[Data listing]
◇ ◇ ◇ ◇ ◇ ◇ ◇
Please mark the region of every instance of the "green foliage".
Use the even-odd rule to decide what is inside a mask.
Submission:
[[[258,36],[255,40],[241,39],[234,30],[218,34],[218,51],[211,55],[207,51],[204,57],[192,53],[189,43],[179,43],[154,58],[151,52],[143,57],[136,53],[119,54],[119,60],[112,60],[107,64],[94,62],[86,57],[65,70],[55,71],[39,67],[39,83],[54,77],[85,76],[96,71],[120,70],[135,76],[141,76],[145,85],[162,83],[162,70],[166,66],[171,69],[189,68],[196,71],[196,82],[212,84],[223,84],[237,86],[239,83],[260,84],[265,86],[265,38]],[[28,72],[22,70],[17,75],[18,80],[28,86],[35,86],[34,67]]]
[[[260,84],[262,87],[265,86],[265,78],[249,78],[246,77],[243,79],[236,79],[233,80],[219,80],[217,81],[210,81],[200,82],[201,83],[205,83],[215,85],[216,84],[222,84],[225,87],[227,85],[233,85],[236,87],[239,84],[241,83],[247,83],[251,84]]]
◇ ◇ ◇ ◇ ◇ ◇ ◇
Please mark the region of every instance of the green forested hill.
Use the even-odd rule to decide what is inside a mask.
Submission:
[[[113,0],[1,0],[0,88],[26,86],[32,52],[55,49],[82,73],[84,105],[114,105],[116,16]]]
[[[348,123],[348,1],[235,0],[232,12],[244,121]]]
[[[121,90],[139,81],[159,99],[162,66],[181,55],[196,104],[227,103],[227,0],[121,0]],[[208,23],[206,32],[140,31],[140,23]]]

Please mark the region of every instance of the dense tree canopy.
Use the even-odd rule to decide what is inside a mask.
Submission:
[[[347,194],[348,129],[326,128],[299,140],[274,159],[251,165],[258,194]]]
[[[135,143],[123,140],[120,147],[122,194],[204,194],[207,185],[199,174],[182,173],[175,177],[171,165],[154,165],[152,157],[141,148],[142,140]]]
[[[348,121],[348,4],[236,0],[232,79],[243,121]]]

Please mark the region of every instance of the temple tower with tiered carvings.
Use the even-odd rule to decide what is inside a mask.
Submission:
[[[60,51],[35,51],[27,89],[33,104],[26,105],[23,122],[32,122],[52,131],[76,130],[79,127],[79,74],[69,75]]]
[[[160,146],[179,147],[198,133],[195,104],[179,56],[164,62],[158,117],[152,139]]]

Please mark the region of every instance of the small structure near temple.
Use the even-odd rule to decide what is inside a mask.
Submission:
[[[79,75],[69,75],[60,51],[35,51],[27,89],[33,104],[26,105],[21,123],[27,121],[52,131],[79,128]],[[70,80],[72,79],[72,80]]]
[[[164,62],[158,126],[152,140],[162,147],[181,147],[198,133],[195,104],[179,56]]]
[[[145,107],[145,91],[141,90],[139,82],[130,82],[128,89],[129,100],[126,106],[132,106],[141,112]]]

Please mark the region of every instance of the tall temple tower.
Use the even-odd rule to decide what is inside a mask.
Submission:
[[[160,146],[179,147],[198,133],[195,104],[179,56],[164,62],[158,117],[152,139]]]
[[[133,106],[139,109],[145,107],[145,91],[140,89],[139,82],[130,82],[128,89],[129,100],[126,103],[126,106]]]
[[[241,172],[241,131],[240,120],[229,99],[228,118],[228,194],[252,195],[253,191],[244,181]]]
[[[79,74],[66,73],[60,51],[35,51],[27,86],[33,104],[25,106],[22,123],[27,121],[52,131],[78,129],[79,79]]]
◇ ◇ ◇ ◇ ◇ ◇ ◇
The request> Find every line in the items above that contains the string "instance", with case counting, and copy each of those lines.

Complete response>
Please mark the region of every instance of the "green foliage".
Please mark the region of every instance of the green forested hill.
Please mark the region of every instance of the dense tree canopy.
Please mark the region of every instance of the temple tower with tiered carvings.
Please mark the region of every instance of the small structure near temple.
Please mark the region of every instance of the tall temple tower.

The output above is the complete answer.